**Exercise brief**
Rewrite everything from the start of the items down to the line containing "top-left (0, 1), bottom-right (145, 12)", changing "green grass" to "tall grass" and leaving the rest as it is.

— BEGIN —

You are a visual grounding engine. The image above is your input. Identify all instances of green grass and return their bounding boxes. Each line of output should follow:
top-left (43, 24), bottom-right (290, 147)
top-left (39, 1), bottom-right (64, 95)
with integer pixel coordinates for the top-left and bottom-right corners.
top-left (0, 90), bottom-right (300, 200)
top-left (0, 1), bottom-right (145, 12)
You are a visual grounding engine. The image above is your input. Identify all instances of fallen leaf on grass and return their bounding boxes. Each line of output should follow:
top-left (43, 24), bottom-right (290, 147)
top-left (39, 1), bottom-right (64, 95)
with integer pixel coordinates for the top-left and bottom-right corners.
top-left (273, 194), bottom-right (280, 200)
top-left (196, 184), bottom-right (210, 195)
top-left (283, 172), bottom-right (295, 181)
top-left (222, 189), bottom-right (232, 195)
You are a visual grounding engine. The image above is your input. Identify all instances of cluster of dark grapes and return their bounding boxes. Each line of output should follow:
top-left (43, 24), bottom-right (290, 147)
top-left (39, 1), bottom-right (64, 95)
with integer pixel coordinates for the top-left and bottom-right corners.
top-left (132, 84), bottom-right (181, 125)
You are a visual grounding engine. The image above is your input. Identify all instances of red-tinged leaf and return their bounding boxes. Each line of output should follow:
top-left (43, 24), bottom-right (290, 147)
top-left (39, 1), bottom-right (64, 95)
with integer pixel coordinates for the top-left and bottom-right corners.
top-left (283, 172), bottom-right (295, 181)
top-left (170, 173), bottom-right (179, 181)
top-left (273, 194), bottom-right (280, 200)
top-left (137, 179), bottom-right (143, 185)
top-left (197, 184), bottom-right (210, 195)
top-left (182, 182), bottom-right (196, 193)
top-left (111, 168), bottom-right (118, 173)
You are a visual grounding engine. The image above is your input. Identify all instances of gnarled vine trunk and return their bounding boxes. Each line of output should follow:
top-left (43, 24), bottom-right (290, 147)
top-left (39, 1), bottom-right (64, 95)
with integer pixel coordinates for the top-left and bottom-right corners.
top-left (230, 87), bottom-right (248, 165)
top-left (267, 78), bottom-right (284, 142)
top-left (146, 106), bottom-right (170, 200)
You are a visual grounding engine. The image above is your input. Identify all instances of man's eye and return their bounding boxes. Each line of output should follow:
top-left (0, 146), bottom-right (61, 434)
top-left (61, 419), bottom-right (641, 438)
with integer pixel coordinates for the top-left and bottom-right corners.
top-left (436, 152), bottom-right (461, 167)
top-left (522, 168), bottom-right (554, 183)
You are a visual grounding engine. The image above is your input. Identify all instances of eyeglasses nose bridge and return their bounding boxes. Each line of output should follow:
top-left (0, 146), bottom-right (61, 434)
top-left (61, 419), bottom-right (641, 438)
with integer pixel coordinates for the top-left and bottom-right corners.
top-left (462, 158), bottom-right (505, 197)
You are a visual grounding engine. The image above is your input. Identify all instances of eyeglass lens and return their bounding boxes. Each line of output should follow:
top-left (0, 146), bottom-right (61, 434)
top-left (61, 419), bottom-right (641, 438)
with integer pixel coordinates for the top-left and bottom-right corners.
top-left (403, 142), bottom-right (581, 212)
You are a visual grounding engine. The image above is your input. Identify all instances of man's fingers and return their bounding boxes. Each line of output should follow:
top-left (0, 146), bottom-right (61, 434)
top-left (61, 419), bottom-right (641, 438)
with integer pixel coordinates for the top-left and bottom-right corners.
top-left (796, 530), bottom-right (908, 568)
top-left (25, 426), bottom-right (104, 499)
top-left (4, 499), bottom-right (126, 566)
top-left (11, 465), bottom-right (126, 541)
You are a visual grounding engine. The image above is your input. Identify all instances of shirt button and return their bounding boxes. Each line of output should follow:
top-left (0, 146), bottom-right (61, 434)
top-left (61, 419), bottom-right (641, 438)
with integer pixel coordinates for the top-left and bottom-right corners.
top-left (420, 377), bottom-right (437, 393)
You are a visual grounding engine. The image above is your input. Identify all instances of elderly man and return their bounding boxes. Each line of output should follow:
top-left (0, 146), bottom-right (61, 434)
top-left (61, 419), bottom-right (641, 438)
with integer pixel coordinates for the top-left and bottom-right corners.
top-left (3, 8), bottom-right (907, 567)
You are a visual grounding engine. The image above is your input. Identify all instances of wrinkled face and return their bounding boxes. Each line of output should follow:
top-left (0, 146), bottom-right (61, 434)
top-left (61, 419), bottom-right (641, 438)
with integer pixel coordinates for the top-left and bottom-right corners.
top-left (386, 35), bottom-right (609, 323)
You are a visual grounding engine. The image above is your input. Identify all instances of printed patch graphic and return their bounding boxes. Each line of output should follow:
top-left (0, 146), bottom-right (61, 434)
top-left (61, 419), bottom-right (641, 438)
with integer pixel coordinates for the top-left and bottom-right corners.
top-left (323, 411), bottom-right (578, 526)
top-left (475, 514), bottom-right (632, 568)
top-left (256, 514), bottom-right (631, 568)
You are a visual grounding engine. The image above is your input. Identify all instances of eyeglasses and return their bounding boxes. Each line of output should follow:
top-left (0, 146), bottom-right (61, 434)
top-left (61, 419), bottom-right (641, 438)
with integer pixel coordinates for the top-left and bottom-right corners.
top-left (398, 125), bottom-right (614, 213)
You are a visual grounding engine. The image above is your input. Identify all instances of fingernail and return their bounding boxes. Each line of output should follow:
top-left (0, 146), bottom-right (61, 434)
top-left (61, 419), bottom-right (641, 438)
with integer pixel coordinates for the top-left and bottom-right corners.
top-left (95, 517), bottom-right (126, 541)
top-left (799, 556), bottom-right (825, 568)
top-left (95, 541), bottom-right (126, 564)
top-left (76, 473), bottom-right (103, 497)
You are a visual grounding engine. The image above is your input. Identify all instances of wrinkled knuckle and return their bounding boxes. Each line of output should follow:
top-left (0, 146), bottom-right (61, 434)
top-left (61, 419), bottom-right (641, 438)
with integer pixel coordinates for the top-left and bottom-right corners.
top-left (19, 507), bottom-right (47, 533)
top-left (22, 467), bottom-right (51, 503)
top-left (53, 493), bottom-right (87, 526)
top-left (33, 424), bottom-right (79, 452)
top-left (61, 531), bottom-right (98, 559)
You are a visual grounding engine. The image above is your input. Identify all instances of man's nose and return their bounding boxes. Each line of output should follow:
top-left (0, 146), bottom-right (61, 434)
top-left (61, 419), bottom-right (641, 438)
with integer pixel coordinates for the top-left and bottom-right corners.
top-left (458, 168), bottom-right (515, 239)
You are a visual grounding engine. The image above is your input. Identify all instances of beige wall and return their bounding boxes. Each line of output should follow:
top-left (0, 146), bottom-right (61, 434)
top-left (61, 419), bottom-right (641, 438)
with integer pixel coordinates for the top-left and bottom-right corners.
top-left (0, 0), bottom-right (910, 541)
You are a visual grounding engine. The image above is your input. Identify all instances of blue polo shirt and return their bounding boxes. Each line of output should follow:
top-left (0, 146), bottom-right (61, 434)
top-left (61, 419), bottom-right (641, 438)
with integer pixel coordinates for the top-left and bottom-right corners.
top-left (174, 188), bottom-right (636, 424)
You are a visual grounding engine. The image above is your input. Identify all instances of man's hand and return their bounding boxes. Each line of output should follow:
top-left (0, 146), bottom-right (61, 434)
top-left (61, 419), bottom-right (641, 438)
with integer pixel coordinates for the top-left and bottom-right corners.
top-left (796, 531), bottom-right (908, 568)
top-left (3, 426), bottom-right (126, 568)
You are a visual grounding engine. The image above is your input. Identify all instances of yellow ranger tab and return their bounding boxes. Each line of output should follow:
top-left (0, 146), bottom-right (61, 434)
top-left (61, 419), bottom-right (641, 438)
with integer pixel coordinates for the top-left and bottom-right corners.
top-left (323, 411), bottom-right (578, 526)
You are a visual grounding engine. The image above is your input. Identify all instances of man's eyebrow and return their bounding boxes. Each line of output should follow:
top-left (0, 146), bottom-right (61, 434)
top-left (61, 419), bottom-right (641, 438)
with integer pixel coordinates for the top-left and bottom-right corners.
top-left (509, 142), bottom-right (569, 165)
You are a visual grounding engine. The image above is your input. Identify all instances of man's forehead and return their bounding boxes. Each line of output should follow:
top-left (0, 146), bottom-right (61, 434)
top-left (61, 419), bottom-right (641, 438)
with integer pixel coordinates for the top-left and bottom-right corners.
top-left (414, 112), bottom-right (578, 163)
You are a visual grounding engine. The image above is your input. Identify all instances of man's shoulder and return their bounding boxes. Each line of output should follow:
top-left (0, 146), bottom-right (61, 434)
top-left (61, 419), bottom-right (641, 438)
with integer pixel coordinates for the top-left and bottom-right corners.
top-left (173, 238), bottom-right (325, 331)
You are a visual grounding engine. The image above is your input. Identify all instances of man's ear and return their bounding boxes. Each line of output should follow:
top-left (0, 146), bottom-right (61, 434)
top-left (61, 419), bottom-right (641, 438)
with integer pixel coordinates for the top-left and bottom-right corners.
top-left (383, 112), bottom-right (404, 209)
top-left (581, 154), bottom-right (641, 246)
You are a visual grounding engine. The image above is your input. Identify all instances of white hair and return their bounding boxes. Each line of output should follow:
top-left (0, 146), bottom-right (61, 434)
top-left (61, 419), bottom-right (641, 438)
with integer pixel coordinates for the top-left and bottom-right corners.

— END —

**Written reply**
You are a visual grounding engine. The image above is your input. Identify all instances of tall grass and return their bounding boxes. Each line of output should follow:
top-left (43, 24), bottom-right (290, 147)
top-left (39, 1), bottom-right (64, 95)
with integer pixel coordinates for the top-left and bottom-right corners.
top-left (0, 90), bottom-right (300, 200)
top-left (0, 1), bottom-right (145, 12)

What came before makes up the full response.